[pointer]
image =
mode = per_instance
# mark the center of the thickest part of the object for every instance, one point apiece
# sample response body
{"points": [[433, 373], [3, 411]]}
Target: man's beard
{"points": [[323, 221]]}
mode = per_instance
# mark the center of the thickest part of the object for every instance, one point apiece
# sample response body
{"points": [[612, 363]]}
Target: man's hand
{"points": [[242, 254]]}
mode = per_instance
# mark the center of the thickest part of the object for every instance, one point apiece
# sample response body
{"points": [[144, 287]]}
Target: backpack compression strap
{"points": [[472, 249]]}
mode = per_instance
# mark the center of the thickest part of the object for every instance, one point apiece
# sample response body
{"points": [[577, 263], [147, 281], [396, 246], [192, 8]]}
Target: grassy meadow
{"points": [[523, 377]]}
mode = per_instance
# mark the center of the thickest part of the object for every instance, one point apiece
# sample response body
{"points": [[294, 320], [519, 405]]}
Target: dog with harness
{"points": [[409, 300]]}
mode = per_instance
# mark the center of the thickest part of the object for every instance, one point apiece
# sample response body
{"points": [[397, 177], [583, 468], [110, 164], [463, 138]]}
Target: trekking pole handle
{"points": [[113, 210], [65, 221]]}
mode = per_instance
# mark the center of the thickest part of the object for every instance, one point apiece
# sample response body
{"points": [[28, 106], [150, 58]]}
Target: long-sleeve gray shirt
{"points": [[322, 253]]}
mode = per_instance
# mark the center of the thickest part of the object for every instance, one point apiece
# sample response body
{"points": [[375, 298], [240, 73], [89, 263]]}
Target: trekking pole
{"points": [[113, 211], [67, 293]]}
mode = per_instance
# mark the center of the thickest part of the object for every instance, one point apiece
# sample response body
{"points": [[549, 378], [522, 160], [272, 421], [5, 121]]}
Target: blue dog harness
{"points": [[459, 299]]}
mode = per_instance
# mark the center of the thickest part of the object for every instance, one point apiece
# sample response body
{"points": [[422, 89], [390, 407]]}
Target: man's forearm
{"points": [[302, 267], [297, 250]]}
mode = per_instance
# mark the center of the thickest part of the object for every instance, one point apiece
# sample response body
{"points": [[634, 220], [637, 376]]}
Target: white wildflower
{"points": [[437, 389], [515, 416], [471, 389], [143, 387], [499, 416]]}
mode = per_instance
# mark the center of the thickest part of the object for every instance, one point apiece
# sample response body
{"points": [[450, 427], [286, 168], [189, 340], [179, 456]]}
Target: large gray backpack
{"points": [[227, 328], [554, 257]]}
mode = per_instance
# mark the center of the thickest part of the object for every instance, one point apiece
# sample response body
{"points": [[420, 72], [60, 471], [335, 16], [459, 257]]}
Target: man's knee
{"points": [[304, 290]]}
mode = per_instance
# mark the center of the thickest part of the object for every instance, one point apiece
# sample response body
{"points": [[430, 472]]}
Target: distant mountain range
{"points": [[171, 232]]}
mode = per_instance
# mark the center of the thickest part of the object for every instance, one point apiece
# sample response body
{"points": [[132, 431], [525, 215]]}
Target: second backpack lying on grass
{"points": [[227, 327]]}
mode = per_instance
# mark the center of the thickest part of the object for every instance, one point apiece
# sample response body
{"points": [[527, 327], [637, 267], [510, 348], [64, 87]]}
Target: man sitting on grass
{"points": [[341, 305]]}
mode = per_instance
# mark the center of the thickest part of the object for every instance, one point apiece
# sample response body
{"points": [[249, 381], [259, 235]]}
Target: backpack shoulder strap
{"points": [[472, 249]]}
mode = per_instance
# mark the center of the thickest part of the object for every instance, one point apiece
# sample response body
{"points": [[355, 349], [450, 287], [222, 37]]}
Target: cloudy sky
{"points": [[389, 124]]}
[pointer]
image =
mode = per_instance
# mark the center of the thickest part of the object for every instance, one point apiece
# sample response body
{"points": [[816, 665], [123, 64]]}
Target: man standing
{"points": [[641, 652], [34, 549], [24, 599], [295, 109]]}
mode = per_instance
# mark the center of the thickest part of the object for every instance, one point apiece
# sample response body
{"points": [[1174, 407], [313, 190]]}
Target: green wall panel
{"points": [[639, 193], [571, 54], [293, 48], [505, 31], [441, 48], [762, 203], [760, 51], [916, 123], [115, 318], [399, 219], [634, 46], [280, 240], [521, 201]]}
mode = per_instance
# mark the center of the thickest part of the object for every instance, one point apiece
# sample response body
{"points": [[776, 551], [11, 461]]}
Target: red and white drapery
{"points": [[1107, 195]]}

──────────

> **GIVEN INSTRUCTION**: Locate every line of the records above that contains the word "pole", and copy each of those lines in full.

> **ANSWER FOR THIS EXERCISE**:
Target: trekking pole handle
Target: trekking pole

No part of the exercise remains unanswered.